### [ACTIVITY]
From the forum discussion of floating-point precision, extract the passage starting at "The accounts here" and ending at "to an exception.".
BEGIN EXTRACT
I want a realistic game universe. Not real, realistic. And invulnerable walls and trees seriously harm that realism. Aircraft carriers that don't move an inch seriously impede the sensation. Trees that do not sway in the wind detract from the experience.
So don't tell me what we don't need until games that do the above are at $5 in the bargain bin. Until then, we very much need any advance we can get.
And it did not happen in June 2006, it was June 1996. So much to "news".
The accounts here (and elsewhere) seem to show that the role of f-p in the Ariane crash was incidental rather than central: a more central thing seems to have been the ADA language compiler's property of causing memory-dumping in response to an exception.
The deal with needing 128-bit FP for games is probably wrong unless you're going to be travelling light-years from the origin before moving small-scale objects around (a possibility for space games). Otherwise, while still on Earth, 64-bit is OK.

32-bit, on the other hand, is very much NOT OK in quite a few situations with large maps. I think it has precision roughly 1 part in 2^24 or 16 million. The problem comes with positions being incremented "per frame". If you're a few km from the origin, your granularity becomes maybe 1/4mm, probably just about accurate enough for most things, but if the game is animating at 100fps that means your velocity could end up quantised to 1/4mm/frame = 25mm/second. That actually becomes quite noticable and gets worse as the fps goes up (provided it's not locked) and when you consider accelerations.

The 128bit standard appeals because of certain "dirty but nice" mathematical operations (multiple numerical differentiation for instance) that cut your precision down to 1/3 or 1/4 the number of digits you started with due to taking fairly small differences. Yes, they're not really recommended but in some situations they would be the fastest way if only the hardware supported large precisions.
END EXTRACT
BEGIN GIVEN RECORDS
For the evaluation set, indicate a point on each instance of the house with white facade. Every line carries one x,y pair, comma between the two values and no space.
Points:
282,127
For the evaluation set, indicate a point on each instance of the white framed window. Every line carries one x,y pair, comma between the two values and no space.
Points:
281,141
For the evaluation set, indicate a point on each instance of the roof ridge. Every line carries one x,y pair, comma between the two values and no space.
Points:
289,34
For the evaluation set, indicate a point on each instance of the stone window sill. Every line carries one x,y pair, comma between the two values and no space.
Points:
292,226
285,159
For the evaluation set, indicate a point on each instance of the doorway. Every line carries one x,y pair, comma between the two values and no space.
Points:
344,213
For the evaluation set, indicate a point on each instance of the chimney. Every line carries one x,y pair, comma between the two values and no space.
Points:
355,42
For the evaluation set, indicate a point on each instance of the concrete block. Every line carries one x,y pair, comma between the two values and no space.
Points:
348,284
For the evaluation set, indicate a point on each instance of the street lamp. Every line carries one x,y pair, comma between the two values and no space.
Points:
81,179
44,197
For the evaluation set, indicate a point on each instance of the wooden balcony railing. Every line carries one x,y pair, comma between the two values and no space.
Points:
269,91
END GIVEN RECORDS
BEGIN GIVEN RECORDS
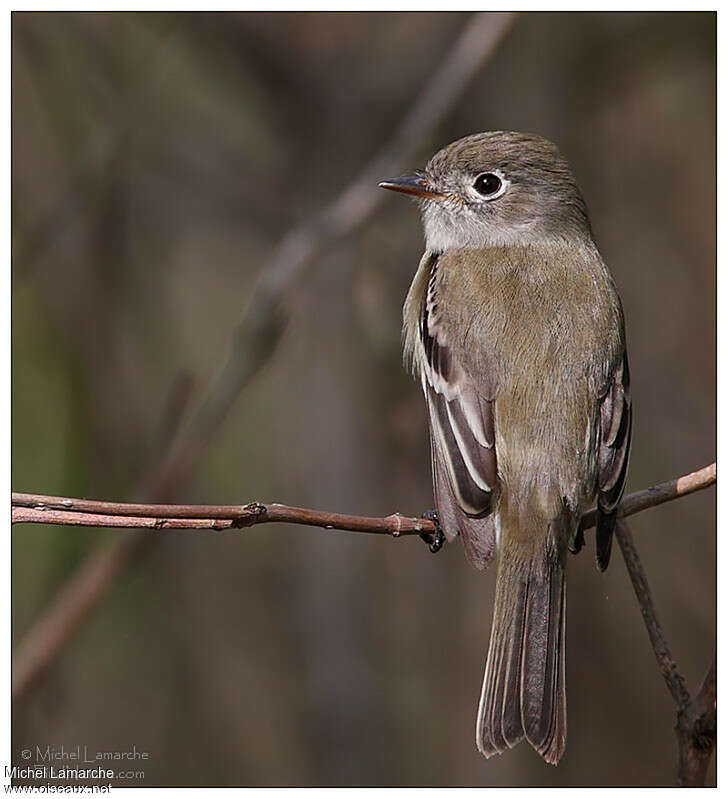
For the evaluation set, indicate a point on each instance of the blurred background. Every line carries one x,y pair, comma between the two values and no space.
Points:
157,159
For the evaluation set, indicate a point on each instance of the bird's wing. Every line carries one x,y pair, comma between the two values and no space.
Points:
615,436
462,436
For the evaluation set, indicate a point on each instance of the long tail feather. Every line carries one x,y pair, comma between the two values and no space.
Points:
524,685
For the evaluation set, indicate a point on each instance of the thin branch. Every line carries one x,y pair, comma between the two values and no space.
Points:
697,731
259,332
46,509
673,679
END GIVEN RECORDS
### [EXPECTED ANSWER]
The accounts here (and elsewhere) seem to show that the role of f-p in the Ariane crash was incidental rather than central: a more central thing seems to have been the ADA language compiler's property of causing memory-dumping in response to an exception.